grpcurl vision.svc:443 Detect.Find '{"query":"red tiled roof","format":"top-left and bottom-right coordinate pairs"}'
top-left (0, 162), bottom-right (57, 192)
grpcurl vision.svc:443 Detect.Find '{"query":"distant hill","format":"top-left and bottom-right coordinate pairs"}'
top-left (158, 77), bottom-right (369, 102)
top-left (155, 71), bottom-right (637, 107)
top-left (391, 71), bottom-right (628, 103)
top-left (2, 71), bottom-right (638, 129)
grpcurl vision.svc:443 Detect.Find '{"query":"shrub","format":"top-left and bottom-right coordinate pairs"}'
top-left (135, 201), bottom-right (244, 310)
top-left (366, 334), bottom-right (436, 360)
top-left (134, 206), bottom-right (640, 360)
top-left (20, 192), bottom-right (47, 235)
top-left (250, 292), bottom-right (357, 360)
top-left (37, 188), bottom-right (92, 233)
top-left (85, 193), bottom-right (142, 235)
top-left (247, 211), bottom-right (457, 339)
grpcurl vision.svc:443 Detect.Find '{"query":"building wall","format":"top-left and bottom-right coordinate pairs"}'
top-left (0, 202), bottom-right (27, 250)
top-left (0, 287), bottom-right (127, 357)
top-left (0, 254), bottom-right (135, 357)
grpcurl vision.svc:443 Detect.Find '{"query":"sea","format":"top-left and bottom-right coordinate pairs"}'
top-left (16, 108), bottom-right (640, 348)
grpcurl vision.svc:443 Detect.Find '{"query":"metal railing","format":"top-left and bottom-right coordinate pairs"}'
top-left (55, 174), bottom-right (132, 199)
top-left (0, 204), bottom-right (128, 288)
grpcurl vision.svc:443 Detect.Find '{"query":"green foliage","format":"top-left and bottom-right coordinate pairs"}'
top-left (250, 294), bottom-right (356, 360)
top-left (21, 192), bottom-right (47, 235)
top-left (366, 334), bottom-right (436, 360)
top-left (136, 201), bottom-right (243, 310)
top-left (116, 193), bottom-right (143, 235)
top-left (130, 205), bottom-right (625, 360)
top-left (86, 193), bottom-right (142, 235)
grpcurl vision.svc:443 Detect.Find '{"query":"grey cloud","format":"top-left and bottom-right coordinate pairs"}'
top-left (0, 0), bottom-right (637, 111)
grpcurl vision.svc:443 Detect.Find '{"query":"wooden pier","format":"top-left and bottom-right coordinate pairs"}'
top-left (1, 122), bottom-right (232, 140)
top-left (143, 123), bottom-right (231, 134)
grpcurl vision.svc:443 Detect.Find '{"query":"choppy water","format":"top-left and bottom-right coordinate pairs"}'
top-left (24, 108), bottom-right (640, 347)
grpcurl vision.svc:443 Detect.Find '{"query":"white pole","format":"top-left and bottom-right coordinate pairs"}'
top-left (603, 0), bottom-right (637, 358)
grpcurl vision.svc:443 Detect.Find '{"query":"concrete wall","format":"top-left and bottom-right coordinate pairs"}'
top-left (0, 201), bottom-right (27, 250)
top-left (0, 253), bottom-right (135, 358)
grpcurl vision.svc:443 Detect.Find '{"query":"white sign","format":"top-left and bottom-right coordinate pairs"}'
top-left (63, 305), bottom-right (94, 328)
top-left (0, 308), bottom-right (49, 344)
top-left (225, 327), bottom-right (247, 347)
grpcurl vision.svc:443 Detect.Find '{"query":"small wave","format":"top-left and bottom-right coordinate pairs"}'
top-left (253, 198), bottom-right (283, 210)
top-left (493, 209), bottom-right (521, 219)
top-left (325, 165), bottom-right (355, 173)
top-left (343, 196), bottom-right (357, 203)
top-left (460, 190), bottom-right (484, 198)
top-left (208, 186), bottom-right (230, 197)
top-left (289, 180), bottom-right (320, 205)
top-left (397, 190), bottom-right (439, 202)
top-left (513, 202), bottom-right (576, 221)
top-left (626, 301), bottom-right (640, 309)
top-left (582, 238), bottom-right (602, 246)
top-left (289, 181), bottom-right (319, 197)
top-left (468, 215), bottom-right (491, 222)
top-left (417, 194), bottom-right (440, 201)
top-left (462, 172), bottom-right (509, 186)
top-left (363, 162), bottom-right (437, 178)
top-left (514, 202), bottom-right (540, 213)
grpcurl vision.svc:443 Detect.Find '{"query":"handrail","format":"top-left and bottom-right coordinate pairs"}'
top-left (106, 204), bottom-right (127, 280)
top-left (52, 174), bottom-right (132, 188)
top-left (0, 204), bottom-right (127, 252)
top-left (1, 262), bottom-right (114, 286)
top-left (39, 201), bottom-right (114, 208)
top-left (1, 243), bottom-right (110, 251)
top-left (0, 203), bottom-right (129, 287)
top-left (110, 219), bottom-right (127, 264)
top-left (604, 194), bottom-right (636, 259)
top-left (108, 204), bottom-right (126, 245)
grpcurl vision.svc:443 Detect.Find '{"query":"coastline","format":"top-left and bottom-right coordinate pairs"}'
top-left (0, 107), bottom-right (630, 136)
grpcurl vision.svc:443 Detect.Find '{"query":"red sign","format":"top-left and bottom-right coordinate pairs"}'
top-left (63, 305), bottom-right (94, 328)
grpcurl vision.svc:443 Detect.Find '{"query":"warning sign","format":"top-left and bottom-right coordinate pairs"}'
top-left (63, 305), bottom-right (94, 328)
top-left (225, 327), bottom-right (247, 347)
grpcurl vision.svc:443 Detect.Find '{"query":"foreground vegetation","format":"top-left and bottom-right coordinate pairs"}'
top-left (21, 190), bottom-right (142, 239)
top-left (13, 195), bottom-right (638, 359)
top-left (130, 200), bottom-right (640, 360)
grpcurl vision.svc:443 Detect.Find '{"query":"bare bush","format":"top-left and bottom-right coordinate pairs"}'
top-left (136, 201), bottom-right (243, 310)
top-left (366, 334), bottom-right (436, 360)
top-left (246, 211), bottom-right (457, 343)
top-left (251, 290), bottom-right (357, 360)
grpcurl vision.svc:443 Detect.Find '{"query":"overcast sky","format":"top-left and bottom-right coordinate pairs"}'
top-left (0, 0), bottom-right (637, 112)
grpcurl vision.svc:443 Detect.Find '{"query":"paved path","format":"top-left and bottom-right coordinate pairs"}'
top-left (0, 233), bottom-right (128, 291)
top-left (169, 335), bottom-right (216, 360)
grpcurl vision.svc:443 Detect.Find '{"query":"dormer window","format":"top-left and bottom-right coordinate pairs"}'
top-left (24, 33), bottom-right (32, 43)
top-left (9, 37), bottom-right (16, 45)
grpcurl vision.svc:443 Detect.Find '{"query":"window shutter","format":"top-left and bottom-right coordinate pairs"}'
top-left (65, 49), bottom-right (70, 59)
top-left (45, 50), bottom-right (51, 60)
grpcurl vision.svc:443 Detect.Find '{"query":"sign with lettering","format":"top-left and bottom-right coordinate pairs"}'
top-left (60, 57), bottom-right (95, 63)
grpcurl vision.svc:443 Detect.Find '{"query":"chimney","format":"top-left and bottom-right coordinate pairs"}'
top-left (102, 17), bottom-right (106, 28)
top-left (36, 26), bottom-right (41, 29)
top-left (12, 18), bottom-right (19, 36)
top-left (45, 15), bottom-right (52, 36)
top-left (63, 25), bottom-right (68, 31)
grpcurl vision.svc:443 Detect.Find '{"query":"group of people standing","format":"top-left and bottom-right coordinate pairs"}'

- - -

■ Activity ■
Nothing in the records should change when you repeat them all.

■ Answer ■
grpcurl vision.svc:443 Detect.Find '{"query":"red tiled roof","format":"top-left and bottom-right coordinate pairs"}'
top-left (0, 162), bottom-right (57, 192)
grpcurl vision.svc:443 Detect.Find '{"query":"distant hill","format":"top-left and bottom-right coordinate pairs"}'
top-left (158, 77), bottom-right (369, 102)
top-left (155, 71), bottom-right (637, 107)
top-left (391, 71), bottom-right (628, 103)
top-left (2, 71), bottom-right (638, 129)
grpcurl vision.svc:443 Detect.Find '{"query":"shrub","format":"top-left and bottom-right coordinate pairs"}'
top-left (135, 201), bottom-right (244, 310)
top-left (366, 334), bottom-right (436, 360)
top-left (134, 206), bottom-right (640, 360)
top-left (20, 192), bottom-right (47, 235)
top-left (250, 292), bottom-right (357, 360)
top-left (37, 188), bottom-right (92, 233)
top-left (85, 193), bottom-right (142, 235)
top-left (247, 211), bottom-right (457, 339)
grpcurl vision.svc:443 Detect.Find '{"query":"building wall","format":"top-left and bottom-right coordinate pairs"}'
top-left (0, 202), bottom-right (27, 250)
top-left (0, 287), bottom-right (127, 357)
top-left (0, 254), bottom-right (135, 357)
grpcurl vision.svc:443 Detect.Find '{"query":"sea","format":"top-left and bottom-right coordinate pairs"}'
top-left (16, 108), bottom-right (640, 348)
grpcurl vision.svc:443 Detect.Find '{"query":"metal railing","format":"top-left and bottom-right coordinate pairs"}'
top-left (55, 174), bottom-right (132, 199)
top-left (0, 204), bottom-right (128, 288)
grpcurl vision.svc:443 Detect.Find '{"query":"green foliage","format":"top-left and bottom-right coordinate pairs"}'
top-left (250, 294), bottom-right (356, 360)
top-left (21, 192), bottom-right (47, 235)
top-left (366, 334), bottom-right (436, 360)
top-left (136, 201), bottom-right (243, 310)
top-left (116, 193), bottom-right (143, 235)
top-left (130, 205), bottom-right (625, 360)
top-left (86, 193), bottom-right (142, 235)
grpcurl vision.svc:443 Detect.Find '{"query":"grey cloud","format":"top-left and bottom-right coordinate pairs"}'
top-left (0, 0), bottom-right (637, 111)
grpcurl vision.svc:443 Detect.Find '{"query":"wooden pier","format":"top-left and bottom-right coordinate pairs"}'
top-left (1, 122), bottom-right (232, 140)
top-left (143, 123), bottom-right (231, 134)
grpcurl vision.svc:443 Detect.Find '{"query":"choppy water","format":"top-left and bottom-right coordinate pairs"}'
top-left (24, 108), bottom-right (640, 347)
grpcurl vision.svc:443 Detect.Find '{"query":"white pole","format":"top-left and bottom-right coordinate pairs"}'
top-left (603, 0), bottom-right (637, 358)
grpcurl vision.svc:443 Detect.Find '{"query":"concrete wall","format":"top-left and bottom-right coordinate pairs"}'
top-left (0, 201), bottom-right (27, 250)
top-left (0, 253), bottom-right (135, 358)
grpcurl vision.svc:443 Detect.Find '{"query":"white sign","format":"top-left and bottom-right coordinate pairs"}'
top-left (63, 305), bottom-right (94, 328)
top-left (0, 308), bottom-right (49, 344)
top-left (225, 327), bottom-right (247, 347)
grpcurl vision.svc:443 Detect.Find '{"query":"small wave","format":"top-left and bottom-right coordinate pairs"}'
top-left (253, 198), bottom-right (283, 210)
top-left (493, 209), bottom-right (521, 219)
top-left (325, 165), bottom-right (355, 173)
top-left (343, 196), bottom-right (357, 203)
top-left (460, 190), bottom-right (484, 198)
top-left (208, 186), bottom-right (230, 197)
top-left (289, 180), bottom-right (320, 205)
top-left (397, 190), bottom-right (439, 202)
top-left (513, 202), bottom-right (576, 221)
top-left (626, 301), bottom-right (640, 309)
top-left (582, 238), bottom-right (602, 246)
top-left (289, 181), bottom-right (319, 197)
top-left (468, 215), bottom-right (491, 222)
top-left (417, 194), bottom-right (440, 201)
top-left (462, 172), bottom-right (509, 186)
top-left (363, 162), bottom-right (437, 178)
top-left (514, 202), bottom-right (540, 213)
grpcurl vision.svc:443 Detect.Find '{"query":"handrail","format":"top-left and bottom-right coordinate pairs"}'
top-left (106, 204), bottom-right (127, 280)
top-left (52, 174), bottom-right (132, 188)
top-left (0, 204), bottom-right (127, 252)
top-left (1, 262), bottom-right (114, 286)
top-left (39, 201), bottom-right (114, 208)
top-left (1, 243), bottom-right (110, 251)
top-left (0, 203), bottom-right (129, 287)
top-left (110, 219), bottom-right (127, 264)
top-left (604, 194), bottom-right (636, 259)
top-left (108, 204), bottom-right (126, 245)
grpcurl vision.svc:443 Detect.Find '{"query":"coastline","format":"top-left and bottom-right coordinate pairs"}'
top-left (0, 107), bottom-right (630, 136)
grpcurl vision.svc:443 Detect.Find '{"query":"red sign","format":"top-left and bottom-right coordinate pairs"}'
top-left (63, 305), bottom-right (94, 328)
grpcurl vision.svc:443 Detect.Find '{"query":"warning sign","format":"top-left and bottom-right coordinate pairs"}'
top-left (63, 305), bottom-right (94, 328)
top-left (225, 327), bottom-right (247, 347)
grpcurl vision.svc:443 Detect.Find '{"query":"foreground vegetation","format":"top-left and bottom-right coordinate pairs"}'
top-left (21, 190), bottom-right (142, 239)
top-left (13, 195), bottom-right (638, 359)
top-left (130, 200), bottom-right (640, 360)
grpcurl vision.svc:443 Detect.Find '{"query":"bare bush","format":"top-left and bottom-right coordinate pairs"}'
top-left (136, 201), bottom-right (243, 310)
top-left (366, 334), bottom-right (436, 360)
top-left (246, 211), bottom-right (457, 343)
top-left (251, 290), bottom-right (357, 360)
grpcurl vision.svc:443 Detect.Find '{"query":"overcast sky","format":"top-left and bottom-right coordinate pairs"}'
top-left (0, 0), bottom-right (637, 112)
grpcurl vision.svc:443 Detect.Find '{"query":"paved path","format":"top-left and bottom-right coordinate pairs"}'
top-left (0, 233), bottom-right (128, 291)
top-left (169, 335), bottom-right (216, 360)
grpcurl vision.svc:443 Detect.Find '{"query":"dormer window","format":"top-left and bottom-right coordinate pairs"}'
top-left (24, 33), bottom-right (32, 43)
top-left (9, 37), bottom-right (16, 45)
grpcurl vision.svc:443 Detect.Find '{"query":"window shutter","format":"top-left and bottom-right coordinate pairs"}'
top-left (65, 49), bottom-right (70, 59)
top-left (45, 50), bottom-right (51, 60)
grpcurl vision.svc:443 Detect.Find '{"query":"sign with lettering","format":"top-left and bottom-right coordinate pairs"}'
top-left (60, 57), bottom-right (95, 63)
grpcurl vision.svc:443 Detect.Find '{"query":"chimney","format":"top-left and bottom-right coordinate pairs"}'
top-left (102, 17), bottom-right (106, 28)
top-left (36, 26), bottom-right (41, 29)
top-left (12, 18), bottom-right (19, 36)
top-left (45, 15), bottom-right (52, 36)
top-left (63, 25), bottom-right (68, 31)
grpcurl vision.svc:443 Detect.Find '{"query":"group of people standing","format":"top-left and bottom-right coordinate pairs"}'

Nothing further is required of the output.